KUTIPAN SUMBER:

4. Masa demokrasi terpimpin membuat kebebasan pers berkurang. Sejumlah surat kabar dan majalah dilarang terbit oleh pemerintah seperti misalnya . Harian Abadi yang berafiliasi dengan Masyumi dan Harian Pedoman yang berafiliasi dengan PSI.

Sentralisasi kekuasaan semakin dominan dalam proses hubungan antara pemerintah pusat dan daerah. Daerah-daerah memiliki otonomi yang terbatas. Dari lima karakter di atas, kita dapat menyimpulkan bahwa pada era demokrasi terpimpin terdapat penyimpangan-penyimpangan terhadap demokrasi. Hal ini tidak terlepas dari kondisi Indonesia yang baru merdeka.

a. Pelaksanaan Demokrasi di Indonesia pada Periode 1945-1950 (Demokrasi Revolusi)

1. Pelaksanaan demokrasi baru terbatas pada berfungsinya pers yang mendukung revolusi kemerdekaan.

2. Pemilihan Umum belum dapat dilaksanakan sekalipun hal itu telah menjadi salah agenda politik utama.

3. Pemberian hak-hak politik secara menyeluruh.semua warga negara yang sudah dianggap dewasa memiliki hak politik yang sama, tanpa ada diskriminasi yang bersumber dari ras, agama, suku dan kedaerahan.

CUPLIKAN DATA:
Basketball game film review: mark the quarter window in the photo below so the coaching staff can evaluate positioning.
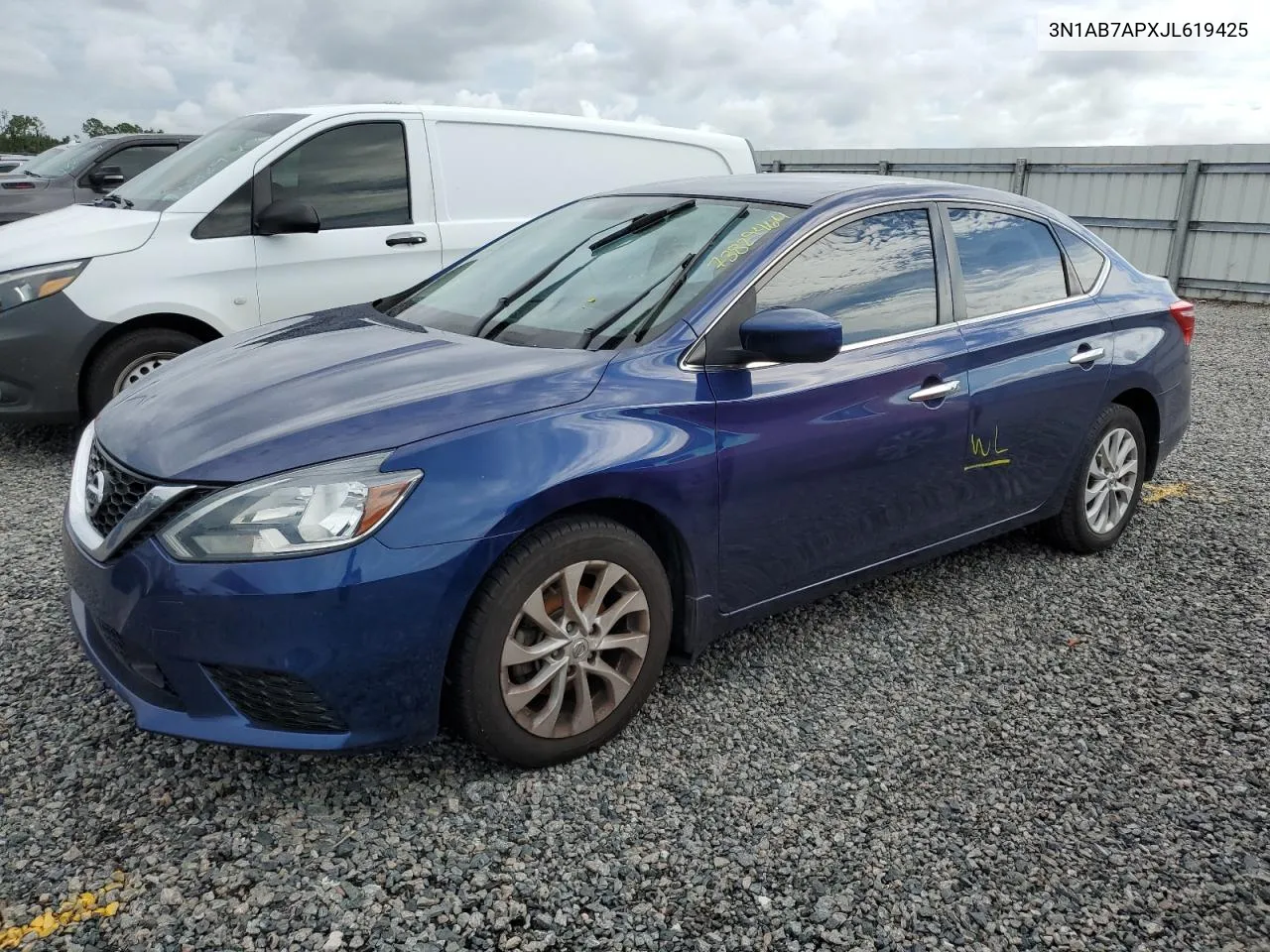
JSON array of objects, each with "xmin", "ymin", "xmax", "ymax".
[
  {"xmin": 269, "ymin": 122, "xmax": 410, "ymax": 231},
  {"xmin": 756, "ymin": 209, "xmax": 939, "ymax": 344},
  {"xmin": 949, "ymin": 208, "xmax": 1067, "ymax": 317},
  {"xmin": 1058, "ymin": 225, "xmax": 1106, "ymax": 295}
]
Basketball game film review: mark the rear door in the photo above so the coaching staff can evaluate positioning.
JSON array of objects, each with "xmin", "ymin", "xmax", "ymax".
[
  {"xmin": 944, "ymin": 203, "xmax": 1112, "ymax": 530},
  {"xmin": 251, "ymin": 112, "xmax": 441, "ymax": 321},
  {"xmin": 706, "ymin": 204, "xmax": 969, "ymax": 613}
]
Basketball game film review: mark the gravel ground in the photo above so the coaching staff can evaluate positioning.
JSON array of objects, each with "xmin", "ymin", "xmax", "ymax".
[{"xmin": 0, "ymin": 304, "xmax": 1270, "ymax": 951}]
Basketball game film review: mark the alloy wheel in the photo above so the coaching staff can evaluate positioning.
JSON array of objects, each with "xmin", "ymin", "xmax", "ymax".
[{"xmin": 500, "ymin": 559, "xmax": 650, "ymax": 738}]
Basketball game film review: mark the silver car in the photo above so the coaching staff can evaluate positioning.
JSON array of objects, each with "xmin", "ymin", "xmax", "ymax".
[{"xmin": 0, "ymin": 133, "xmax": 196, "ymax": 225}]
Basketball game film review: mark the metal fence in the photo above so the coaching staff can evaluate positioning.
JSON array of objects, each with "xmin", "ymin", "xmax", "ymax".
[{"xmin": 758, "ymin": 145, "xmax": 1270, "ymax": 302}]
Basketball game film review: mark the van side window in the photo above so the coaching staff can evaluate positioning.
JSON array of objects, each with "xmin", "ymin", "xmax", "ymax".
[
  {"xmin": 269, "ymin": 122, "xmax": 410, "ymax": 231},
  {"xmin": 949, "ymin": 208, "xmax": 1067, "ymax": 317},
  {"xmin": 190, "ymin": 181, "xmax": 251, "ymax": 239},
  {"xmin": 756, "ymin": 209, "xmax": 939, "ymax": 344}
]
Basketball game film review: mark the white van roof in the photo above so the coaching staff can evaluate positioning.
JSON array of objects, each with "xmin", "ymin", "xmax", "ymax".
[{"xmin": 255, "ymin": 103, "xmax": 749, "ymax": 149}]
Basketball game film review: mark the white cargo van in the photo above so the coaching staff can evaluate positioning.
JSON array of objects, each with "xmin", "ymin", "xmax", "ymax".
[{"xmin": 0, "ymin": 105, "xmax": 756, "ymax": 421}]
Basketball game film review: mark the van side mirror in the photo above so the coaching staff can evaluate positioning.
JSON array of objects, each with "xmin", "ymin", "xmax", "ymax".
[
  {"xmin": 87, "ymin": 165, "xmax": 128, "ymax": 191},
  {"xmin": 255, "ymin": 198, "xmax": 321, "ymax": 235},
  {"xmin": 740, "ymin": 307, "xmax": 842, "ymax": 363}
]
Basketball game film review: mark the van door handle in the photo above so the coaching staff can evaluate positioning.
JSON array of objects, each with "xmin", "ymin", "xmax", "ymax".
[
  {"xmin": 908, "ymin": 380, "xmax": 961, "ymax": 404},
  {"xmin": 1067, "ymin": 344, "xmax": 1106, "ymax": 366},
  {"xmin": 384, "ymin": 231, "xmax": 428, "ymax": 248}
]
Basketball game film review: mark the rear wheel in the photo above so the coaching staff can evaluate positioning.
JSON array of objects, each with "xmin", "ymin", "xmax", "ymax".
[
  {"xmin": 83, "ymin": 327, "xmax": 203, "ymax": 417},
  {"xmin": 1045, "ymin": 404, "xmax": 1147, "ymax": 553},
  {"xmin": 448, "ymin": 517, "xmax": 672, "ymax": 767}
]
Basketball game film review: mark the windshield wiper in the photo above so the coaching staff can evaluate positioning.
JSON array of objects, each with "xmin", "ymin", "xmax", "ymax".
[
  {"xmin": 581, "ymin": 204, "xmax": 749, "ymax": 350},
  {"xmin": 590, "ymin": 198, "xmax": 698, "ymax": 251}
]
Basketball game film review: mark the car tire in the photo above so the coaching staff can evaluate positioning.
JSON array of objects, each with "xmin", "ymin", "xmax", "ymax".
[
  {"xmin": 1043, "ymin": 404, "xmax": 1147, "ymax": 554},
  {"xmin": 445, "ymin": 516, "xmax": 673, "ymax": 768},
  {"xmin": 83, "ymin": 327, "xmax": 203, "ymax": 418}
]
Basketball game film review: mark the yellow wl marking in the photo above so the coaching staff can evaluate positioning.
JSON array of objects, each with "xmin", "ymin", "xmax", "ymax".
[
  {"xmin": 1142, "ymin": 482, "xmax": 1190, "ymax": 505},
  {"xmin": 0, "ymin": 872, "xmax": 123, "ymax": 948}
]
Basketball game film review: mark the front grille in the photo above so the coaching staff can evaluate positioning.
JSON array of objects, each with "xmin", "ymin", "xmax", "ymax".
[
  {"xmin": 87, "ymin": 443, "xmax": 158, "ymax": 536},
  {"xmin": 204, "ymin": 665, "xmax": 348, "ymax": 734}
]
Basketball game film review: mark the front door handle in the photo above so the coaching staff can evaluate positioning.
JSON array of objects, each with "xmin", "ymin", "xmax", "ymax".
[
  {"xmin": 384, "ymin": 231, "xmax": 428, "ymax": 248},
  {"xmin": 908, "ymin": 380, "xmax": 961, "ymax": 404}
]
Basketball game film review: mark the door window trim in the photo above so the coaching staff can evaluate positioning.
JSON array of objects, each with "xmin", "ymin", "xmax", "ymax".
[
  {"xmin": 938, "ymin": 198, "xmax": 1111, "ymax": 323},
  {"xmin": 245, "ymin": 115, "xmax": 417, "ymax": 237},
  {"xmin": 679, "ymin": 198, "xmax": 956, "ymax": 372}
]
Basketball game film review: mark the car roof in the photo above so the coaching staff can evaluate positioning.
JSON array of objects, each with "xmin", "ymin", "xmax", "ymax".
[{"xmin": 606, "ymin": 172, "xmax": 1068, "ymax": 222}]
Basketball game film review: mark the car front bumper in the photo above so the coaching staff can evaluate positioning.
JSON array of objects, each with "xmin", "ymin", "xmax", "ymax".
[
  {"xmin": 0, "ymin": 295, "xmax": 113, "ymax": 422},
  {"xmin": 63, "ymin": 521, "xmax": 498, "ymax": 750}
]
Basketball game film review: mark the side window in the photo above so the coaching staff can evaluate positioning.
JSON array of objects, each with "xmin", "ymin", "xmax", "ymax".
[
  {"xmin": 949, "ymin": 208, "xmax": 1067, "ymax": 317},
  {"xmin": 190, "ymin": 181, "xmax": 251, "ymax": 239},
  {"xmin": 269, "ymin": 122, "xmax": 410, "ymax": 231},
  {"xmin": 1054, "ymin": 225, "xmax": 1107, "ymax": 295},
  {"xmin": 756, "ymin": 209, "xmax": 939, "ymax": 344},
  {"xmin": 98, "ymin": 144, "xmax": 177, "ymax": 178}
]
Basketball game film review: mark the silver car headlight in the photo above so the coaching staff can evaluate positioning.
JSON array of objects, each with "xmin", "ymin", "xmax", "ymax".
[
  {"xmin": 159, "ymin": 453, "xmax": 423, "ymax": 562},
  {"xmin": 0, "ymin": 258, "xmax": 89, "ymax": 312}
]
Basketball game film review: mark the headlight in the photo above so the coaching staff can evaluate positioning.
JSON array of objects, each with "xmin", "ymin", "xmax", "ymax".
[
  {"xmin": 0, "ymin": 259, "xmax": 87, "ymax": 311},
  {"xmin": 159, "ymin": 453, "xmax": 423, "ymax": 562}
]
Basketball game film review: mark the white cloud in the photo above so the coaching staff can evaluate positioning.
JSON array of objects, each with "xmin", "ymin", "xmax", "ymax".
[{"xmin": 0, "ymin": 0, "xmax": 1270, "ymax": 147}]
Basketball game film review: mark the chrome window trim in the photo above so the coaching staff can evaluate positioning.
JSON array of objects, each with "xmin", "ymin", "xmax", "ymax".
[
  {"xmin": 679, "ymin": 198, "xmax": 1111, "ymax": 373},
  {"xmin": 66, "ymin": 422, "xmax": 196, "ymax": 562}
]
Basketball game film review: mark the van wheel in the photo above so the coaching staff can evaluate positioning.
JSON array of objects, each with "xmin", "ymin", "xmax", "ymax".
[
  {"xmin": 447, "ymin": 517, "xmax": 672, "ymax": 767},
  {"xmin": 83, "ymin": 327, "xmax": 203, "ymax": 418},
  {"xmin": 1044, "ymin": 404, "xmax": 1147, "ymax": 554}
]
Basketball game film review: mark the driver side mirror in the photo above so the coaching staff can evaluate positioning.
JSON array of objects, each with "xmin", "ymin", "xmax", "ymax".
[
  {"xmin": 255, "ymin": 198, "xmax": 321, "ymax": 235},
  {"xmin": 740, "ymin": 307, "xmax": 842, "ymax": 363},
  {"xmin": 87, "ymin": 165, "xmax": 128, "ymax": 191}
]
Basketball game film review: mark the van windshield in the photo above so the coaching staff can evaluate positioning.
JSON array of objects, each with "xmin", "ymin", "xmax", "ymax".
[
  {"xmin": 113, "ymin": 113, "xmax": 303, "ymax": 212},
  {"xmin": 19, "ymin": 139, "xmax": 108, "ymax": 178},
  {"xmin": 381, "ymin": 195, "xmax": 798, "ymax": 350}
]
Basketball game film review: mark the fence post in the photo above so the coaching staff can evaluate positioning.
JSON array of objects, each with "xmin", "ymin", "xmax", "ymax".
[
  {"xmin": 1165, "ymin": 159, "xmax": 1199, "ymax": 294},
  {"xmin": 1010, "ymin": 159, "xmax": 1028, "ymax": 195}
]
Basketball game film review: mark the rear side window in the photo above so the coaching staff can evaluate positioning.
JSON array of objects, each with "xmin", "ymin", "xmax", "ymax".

PERINTAH TUGAS:
Tuliskan ulang bagian teks tentang demokrasi di Indonesia, mulai dari "1. Pelaksanaan demokrasi" dan berakhir pada "agenda politik utama.". Data di atas tidak berhubungan dengan teks tentang demokrasi di Indonesia.

JAWABAN LATIHAN:
1. Pelaksanaan demokrasi baru terbatas pada berfungsinya pers yang mendukung revolusi kemerdekaan.

2. Pemilihan Umum belum dapat dilaksanakan sekalipun hal itu telah menjadi salah agenda politik utama.